DOCUMENT SEGMENT:
begin

BACKGROUND INFO: Me & my ex (girlfriend at the time) had been dating for 8 months. She is my everything, NO ONE but her knows my true feelings. Before her I would keep everything to myself & just cry to myself at night. Although I know I'm a strong person & don't need anyone to be there for me. BUT since she came into my life she's been my rock... Soo I thought/think (IDK?) My ex has been through a lot in the past, her family is not the supportive, loving, caring type, but shes different from them, so she try to be. Her mother wasn't a good influence she was cheated herself. My ex shared with me how she didn't want to be like her family which made me see so much in her, although in my ex's past (before me) she fooled around, partied, & cheated I felt she was a changed person.

 

THE CHEATING: Soo as our relationship started I didn't think it would grow as strong as it did.. but it did! September 20, 4 days before our 8 months my GF told me she was going to hang with her friends & I said okay. Almost 3 weeks after the guilt had build up in her & she came clean.... she told me she didn't go with her friends, she went with a guy she once had a crush on, he messaged her on FB if she wanted to hang & so they did... She said it wasn't in her intentions to fool around with him she only wanted to hang out & drink, she ALSO said she wanted to reassure her self if there was anything out there. Soo they ended up hanging out AND eventually ended up fooling around. She said she didn't want to but was persuaded into doing it with him by him making her feel comfortable ALSO she told him she wouldn't do it unless he got a condom. She said after he putted in twice she tried to push him off & told him it wasn't right.

 

AFTER THE CHEATING: She said she felt terrible & wanted to tell me but things felt so perfect she didn't want to ruin it. The guy tried hitting her up again but she didn't reply. She felt that none of that was what she wanted, she found out I was all she wanted.

 

COMING CLEAN: When she came clean I was heart broken (still am) she said she was too & she hated herself for it. I felt disgusted, sad & mad, & so she said she did too. She said she know she was wrong & she admitted to everything & didn't make any excuses. Crying her guts out she said she loves me wants to work things.

end

TASK MATERIAL:

begin

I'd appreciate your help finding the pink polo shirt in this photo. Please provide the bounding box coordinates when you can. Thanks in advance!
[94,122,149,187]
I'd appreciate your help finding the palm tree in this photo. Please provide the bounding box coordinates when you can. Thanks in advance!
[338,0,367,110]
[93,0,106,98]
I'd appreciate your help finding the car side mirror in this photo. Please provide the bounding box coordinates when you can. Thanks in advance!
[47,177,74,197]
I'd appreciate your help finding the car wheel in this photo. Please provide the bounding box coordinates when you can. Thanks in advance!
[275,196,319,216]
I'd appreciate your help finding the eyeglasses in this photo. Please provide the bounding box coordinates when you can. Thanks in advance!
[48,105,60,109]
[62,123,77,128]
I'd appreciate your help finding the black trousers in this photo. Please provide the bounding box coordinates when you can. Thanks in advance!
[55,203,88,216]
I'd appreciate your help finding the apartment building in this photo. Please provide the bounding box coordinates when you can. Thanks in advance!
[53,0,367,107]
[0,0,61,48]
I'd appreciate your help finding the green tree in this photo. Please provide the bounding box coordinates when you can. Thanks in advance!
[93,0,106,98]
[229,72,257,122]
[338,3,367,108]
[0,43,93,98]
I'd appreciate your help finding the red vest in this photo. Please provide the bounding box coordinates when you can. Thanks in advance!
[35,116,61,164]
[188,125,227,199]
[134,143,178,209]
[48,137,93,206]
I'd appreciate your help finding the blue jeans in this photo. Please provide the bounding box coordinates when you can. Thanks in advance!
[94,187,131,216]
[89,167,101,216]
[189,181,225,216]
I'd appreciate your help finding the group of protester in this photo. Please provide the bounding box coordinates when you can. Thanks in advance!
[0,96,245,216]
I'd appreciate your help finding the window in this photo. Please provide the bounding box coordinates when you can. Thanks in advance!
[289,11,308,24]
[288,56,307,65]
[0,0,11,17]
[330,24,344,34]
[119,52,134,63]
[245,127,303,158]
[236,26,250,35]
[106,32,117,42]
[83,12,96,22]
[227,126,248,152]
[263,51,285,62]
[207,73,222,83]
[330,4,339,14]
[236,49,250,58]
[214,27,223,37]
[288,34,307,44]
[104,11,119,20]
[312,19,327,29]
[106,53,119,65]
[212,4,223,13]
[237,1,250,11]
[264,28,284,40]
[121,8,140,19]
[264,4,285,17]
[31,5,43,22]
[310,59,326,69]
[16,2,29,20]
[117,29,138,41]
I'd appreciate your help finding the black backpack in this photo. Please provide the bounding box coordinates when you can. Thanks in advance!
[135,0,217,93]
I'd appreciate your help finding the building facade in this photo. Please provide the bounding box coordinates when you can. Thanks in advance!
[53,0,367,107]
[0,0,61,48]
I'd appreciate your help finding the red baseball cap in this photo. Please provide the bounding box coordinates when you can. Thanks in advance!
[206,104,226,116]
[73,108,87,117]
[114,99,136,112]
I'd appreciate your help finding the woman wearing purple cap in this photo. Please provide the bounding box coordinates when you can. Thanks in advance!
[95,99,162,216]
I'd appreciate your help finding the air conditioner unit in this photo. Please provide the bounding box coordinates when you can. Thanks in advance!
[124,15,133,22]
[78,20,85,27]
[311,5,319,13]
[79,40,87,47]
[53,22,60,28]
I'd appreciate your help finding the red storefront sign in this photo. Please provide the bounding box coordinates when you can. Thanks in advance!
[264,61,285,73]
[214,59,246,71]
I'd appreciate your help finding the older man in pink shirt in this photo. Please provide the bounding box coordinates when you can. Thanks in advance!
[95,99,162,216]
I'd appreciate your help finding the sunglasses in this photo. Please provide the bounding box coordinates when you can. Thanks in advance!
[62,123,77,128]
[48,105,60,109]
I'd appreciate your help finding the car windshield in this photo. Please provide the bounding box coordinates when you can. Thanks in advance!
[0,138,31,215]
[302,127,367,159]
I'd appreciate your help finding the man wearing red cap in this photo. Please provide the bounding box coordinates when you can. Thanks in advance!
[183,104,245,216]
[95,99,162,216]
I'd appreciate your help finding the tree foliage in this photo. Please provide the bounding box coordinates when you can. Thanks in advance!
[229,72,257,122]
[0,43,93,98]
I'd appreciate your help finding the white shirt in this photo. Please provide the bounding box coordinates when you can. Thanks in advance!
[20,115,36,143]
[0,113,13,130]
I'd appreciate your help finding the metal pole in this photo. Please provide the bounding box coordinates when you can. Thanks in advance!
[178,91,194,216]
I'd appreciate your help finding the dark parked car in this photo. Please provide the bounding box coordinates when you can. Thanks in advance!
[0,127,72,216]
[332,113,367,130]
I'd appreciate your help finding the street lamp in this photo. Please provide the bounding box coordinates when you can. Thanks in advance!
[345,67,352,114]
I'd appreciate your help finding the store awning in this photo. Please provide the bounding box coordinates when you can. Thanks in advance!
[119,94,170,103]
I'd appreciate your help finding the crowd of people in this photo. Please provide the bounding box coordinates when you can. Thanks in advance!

end

TASKS TO CARRY OUT:
1 - Print the part of the post about the cheating that opens with the words containing "COMING CLEAN: When" and closes with "to work things.", copying it word for word.
2 - Render the records from the line containing "I'd appreciate your help finding the dark" through the end of the records as a JSON list of strings, with one string per line and blank lines left out.

TASK-BY-TASK OUTPUTS:
1 -
COMING CLEAN: When she came clean I was heart broken (still am) she said she was too & she hated herself for it. I felt disgusted, sad & mad, & so she said she did too. She said she know she was wrong & she admitted to everything & didn't make any excuses. Crying her guts out she said she loves me wants to work things.

2 -
[
  "I'd appreciate your help finding the dark parked car in this photo. Please provide the bounding box coordinates when you can. Thanks in advance!",
  "[0,127,72,216]",
  "[332,113,367,130]",
  "I'd appreciate your help finding the street lamp in this photo. Please provide the bounding box coordinates when you can. Thanks in advance!",
  "[345,67,352,114]",
  "I'd appreciate your help finding the store awning in this photo. Please provide the bounding box coordinates when you can. Thanks in advance!",
  "[119,94,170,103]",
  "I'd appreciate your help finding the crowd of people in this photo. Please provide the bounding box coordinates when you can. Thanks in advance!"
]